REQUIRED ACTION
With the line containing "Query: poster on wall" as the start and the line containing "# test: put a marker on the pen in" as the end, transcribe that span of the entries below exactly, including both.
**** DATA FOR THIS TASK ****
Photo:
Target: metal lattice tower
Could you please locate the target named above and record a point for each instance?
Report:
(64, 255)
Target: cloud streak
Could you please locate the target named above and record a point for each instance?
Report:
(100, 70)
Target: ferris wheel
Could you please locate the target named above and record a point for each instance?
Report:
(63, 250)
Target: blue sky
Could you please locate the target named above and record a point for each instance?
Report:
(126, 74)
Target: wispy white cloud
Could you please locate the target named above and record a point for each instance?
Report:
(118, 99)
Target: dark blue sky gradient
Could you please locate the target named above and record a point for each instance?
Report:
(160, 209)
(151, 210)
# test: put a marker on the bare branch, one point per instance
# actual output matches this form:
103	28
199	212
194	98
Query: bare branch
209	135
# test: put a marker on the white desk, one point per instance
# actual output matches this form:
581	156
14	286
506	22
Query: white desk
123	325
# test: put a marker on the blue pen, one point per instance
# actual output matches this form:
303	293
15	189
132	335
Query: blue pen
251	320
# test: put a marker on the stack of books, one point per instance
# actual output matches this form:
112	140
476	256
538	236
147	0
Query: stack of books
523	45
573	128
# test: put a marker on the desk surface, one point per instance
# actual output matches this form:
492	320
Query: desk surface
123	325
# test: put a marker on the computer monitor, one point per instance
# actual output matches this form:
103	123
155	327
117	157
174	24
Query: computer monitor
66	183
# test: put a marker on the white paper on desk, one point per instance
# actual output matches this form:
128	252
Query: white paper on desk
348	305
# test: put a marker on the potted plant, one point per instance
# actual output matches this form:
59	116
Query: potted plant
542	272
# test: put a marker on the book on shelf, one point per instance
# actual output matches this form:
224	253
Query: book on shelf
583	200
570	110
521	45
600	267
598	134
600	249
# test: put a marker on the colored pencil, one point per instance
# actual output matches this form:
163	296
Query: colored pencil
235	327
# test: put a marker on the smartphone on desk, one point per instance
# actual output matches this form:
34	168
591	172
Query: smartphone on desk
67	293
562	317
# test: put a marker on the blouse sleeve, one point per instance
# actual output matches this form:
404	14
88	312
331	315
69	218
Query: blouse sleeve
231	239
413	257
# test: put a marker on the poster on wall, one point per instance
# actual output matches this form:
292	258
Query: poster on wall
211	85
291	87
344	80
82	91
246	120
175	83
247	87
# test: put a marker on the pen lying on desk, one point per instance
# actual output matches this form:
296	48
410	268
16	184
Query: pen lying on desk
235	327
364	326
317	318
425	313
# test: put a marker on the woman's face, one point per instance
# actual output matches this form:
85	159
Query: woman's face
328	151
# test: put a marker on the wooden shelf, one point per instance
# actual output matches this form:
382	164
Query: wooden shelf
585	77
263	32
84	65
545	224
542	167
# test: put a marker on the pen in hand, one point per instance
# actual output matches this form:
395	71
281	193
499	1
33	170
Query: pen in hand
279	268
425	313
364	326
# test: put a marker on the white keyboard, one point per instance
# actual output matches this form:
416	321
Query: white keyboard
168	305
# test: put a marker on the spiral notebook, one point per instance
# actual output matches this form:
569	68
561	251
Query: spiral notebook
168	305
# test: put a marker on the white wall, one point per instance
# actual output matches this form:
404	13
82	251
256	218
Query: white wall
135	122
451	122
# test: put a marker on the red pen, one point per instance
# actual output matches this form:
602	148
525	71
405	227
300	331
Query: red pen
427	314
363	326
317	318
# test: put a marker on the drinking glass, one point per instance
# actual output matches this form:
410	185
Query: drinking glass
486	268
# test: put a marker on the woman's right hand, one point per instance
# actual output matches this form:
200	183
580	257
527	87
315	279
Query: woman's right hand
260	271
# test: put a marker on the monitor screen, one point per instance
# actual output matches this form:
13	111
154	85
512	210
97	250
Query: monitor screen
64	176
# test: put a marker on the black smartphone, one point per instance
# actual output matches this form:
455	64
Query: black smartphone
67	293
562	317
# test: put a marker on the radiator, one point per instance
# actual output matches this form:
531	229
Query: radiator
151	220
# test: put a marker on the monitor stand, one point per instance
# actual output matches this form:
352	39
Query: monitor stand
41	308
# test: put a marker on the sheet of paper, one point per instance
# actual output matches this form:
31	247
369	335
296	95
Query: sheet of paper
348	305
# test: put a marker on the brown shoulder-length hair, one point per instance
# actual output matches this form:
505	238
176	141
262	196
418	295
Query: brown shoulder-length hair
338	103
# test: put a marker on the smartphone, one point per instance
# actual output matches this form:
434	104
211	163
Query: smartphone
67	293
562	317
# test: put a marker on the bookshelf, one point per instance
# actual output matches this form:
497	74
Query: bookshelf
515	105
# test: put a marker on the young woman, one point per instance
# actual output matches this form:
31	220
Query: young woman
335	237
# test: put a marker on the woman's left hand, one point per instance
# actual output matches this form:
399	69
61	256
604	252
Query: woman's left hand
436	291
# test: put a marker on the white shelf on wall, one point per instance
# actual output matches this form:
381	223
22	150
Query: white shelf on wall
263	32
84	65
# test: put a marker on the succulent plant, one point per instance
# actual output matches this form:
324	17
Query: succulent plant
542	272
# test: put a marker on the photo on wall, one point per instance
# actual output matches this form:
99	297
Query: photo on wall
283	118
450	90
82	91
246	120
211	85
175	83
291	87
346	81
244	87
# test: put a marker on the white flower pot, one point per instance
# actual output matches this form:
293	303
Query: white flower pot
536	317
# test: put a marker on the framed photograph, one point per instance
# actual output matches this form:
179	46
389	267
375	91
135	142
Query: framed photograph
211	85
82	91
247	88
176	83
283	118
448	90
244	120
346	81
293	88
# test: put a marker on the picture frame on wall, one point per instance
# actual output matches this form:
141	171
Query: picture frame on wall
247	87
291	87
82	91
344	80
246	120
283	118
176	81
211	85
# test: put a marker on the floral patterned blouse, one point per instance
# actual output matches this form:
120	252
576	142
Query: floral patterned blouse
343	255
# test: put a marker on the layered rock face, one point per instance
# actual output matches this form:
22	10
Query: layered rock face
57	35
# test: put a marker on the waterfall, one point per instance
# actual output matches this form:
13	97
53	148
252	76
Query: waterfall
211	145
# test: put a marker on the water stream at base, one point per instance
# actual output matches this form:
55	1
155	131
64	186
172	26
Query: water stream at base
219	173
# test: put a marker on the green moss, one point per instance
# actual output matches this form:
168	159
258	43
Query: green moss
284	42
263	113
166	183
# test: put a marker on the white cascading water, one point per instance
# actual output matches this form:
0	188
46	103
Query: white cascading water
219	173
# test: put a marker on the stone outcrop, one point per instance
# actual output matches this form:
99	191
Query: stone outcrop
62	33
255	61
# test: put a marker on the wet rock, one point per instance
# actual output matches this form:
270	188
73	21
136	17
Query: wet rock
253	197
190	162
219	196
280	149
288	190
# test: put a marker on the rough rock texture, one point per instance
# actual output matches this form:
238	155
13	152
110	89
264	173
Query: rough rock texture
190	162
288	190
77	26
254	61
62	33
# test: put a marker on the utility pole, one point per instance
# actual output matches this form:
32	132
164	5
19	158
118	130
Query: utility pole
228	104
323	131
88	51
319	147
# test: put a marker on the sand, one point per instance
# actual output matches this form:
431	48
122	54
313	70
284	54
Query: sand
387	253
****
**** DATA FOR THIS TASK ****
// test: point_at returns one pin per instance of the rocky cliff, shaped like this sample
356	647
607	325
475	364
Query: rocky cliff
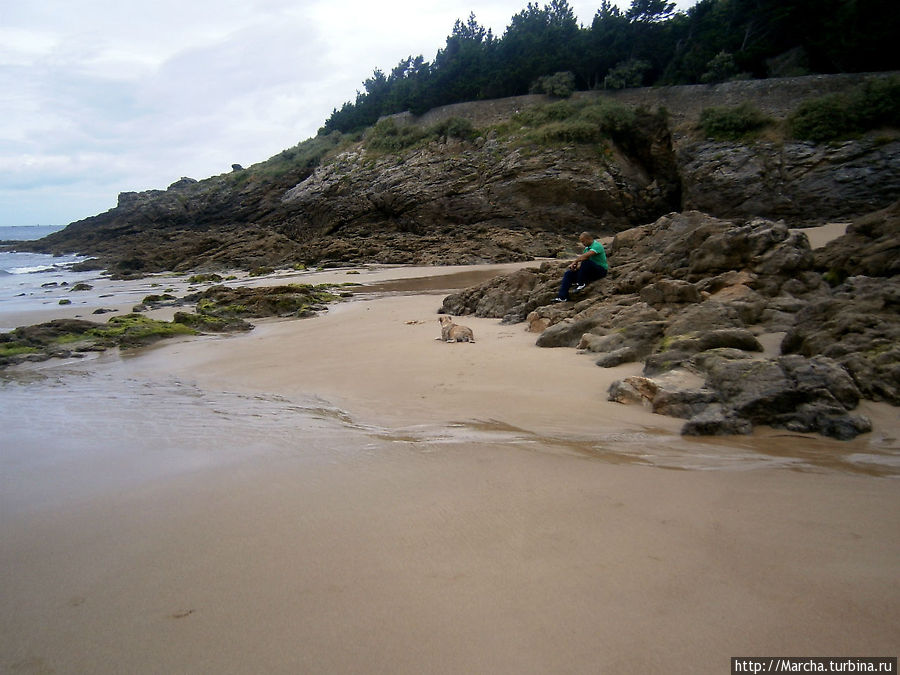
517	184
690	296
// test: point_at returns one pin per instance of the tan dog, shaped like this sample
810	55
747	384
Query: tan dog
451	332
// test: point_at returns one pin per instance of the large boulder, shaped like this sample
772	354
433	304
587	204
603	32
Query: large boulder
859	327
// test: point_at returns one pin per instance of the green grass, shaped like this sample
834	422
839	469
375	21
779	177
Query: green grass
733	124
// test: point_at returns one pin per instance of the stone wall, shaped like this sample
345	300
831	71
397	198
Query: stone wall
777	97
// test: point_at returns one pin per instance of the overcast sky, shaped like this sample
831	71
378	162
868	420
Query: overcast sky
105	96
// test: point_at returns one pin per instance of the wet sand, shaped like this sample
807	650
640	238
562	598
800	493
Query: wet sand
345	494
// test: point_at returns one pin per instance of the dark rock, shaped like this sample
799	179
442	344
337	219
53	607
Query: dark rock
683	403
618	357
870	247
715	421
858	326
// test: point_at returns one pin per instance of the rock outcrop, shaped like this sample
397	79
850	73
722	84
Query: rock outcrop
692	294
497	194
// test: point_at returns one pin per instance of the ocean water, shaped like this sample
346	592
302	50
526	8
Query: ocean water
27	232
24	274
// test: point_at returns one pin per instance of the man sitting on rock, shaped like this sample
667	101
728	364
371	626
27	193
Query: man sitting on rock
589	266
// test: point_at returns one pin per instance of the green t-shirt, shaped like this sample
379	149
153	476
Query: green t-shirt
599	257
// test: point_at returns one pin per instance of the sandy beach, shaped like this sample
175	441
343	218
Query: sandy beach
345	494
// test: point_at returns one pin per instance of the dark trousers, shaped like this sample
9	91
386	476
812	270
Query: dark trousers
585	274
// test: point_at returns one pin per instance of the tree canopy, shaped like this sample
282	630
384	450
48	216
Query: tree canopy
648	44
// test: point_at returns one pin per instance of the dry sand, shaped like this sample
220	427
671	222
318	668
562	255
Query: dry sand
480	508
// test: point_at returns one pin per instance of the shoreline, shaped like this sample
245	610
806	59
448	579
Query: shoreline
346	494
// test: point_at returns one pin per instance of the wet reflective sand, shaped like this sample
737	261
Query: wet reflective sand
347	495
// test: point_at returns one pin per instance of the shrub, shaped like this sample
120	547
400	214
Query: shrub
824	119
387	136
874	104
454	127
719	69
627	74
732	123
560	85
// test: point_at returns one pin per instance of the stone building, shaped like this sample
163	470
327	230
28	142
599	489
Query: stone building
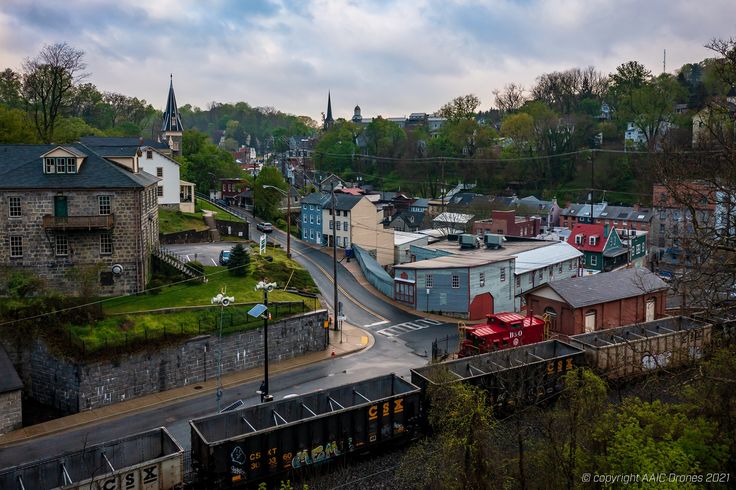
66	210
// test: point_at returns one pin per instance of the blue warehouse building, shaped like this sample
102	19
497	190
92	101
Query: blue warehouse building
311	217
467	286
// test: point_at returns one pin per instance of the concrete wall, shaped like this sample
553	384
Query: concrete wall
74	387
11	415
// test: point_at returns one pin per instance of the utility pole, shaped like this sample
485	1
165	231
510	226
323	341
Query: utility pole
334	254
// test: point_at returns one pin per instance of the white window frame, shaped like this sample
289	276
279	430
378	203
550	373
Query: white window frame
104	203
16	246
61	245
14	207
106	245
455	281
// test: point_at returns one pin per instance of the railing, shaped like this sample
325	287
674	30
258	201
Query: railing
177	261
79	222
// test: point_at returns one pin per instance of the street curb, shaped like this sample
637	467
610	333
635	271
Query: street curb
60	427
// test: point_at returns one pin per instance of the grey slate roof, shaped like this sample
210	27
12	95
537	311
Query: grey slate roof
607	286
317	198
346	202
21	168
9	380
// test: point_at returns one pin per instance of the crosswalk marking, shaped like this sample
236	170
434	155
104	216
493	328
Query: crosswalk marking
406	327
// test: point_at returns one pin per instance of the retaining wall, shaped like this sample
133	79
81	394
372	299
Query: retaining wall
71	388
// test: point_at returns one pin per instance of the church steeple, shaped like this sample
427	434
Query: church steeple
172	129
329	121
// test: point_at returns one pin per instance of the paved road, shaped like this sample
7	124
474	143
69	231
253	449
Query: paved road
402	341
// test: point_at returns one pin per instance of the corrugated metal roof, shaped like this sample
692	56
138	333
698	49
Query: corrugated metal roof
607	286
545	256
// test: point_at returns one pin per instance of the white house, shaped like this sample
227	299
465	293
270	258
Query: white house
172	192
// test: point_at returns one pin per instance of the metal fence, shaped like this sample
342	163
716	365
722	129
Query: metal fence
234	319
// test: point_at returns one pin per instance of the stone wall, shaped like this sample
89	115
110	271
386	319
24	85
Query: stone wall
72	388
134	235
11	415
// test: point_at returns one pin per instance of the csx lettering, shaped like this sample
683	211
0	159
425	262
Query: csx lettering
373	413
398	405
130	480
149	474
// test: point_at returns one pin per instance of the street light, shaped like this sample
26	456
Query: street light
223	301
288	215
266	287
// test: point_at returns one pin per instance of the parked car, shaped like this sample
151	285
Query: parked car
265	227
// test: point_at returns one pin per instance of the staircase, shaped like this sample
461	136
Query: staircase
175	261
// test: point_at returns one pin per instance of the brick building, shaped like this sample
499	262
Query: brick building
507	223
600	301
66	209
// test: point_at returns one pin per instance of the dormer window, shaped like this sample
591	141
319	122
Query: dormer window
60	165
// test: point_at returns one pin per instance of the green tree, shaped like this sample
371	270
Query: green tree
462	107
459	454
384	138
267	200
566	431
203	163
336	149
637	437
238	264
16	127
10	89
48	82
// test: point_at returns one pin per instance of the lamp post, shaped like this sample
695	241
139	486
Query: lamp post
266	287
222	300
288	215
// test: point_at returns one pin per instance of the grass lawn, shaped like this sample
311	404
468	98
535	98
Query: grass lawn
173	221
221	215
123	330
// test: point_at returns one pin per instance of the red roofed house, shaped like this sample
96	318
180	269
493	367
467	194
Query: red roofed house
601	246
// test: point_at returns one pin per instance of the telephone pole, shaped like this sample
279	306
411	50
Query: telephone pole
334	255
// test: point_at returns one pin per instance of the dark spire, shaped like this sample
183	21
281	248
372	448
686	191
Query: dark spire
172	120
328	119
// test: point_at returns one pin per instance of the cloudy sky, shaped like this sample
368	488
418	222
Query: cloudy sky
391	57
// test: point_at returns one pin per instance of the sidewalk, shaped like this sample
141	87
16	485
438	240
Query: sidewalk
****
RESULT
Query: poster on wall
211	85
291	87
344	80
82	91
246	120
175	83
247	87
# test: put a marker on the pen lying on desk, one point per instance
# actual output matches this form:
296	48
410	268
16	184
Query: pen lying on desk
235	327
364	326
317	318
425	313
# test: put a marker on the woman's face, one point per instance
# actual output matches this form:
85	159
Query: woman's face
328	151
# test: put a marker on the wooden shelf, one point per instance
# actual output matches this form:
382	164
Query: wooden shelf
585	77
263	32
84	65
545	224
542	167
# test: put a marker on the pen in hand, one point per instance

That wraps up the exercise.